• PAGE EXCERPT:
Originally posted on Kate Belgrave

In the last couple of weeks, I’ve been attending leafleting sessions outside jobcentres with the Kilburn Unemployed Workers’ Group and talking to people on JSA about their experiences as they sign on. We’ve been talking to people about sanctions, about being spoken down to by staff and having to walk on eggshells or risk being sanctioned, about relying on the jobcentre for JSA payments between short-term, low-paid jobs and about pointless work programme courses. I’ve posted some transcripts from today’s discussions below.

This morning, we were outside the Neasden jobcentre. It was freezing cold and there was a nasty, biting wind and a number of people we spoke to looked cold and shaky because they were not dressed warmly enough for the weather. I know we hear a great deal about life on JSA being a rort and people on benefits enjoying TV and cigarettes and long days lying around in the sun and all the rest of it, but it never looks that great when I see it.

People talk about having to go weeks without money and being forced to grovel and fawn to staff to avoid being sanctioned, and about the terror of putting the card into the cash machine and finding that no money comes out because you’ve been sanctioned after all. And in this rubbish weather, they look cold.

This is the punishment you get these days for the crime of being unemployed and not rich. You are utterly powerless. You’re on the receiving end of everything. You have to put up with everyone’s crap. Of course – things are very different if you’re rich and connected. Life generally is very different if you’re rich and connected. Very different. If you’re Chris Huhne, for example, you get your media-class buddies to give you a column at the Guardian when you leave prison. If you’re Maria Miller, you help yourself to £90k from the taxpayer and claim that little earner was totally above board. If you’re Nadhim Zahawi, you charge the taxpayer to heat your horses’ stables. These people genuinely believe that it’s the rest of us who are out of line. That’s the part that really gets me.

Most of the people we spoke to this morning were forced to collect JSA between low-paid and insecure jobs, or to subsidise low-paid and insecure jobs – something that ought to concern everyone who relies on a wage to pay the bills. One of the women, Noreen, talked about finding work on “lucky days.” She meant that she found work by herself on days when her luck was in and she managed to talk to the right people, not because there was any system in place to help her. Pity she doesn’t have as many lucky days as Chris Huhne.

I’ve been speaking to people for a couple of weeks now and have yet to find anyone who has found work through their jobcentre. Everyone talks about finding work themselves. These jobcentres are an exercise in degradation and futility. People don’t go to their jobcentre because they believe that someone will help them find a job. They go there to present meaningless “evidence” of a fortnight’s jobsearch activity and to sit very still and silently during interviews with jobcentre staff in the hope that they’ll avoid a sanction. “They’re about stressing people out and raising your blood pressure and they are there to give you a heart attack,” Noreen told us this morning. Can’t help thinking that is the point of the exercise as far as Iain Duncan Smith is concerned.

• DIRECTIVES:
**1)** In the jobcentre post, which jobcentre were the leafleting sessions held outside on the morning described?
**2)** Summarize the jobcentre post in two sentences.
Answer using only the jobcentre post above.

• DATA:
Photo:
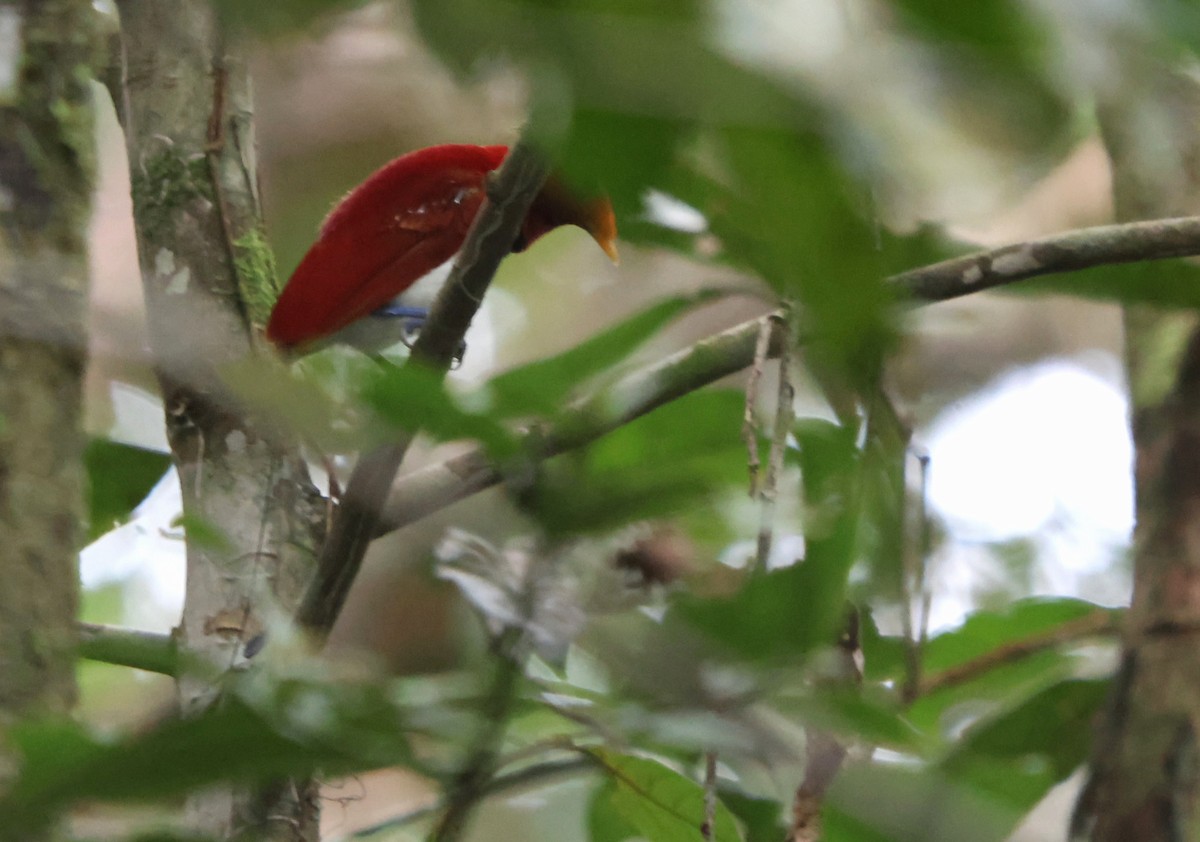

• LIST OF SOLUTIONS:
**1)** The Neasden jobcentre.

**2)** For a couple of weeks, the writer has joined the Kilburn Unemployed Workers' Group in leafleting outside jobcentres and talking with people on JSA about sanctions, being spoken down to by staff, relying on JSA between short-term low-paid jobs, and pointless work programme courses. No one the writer has spoken to found work through their jobcentre, which the writer calls an exercise in degradation and futility and contrasts with the very different lives of the rich and connected.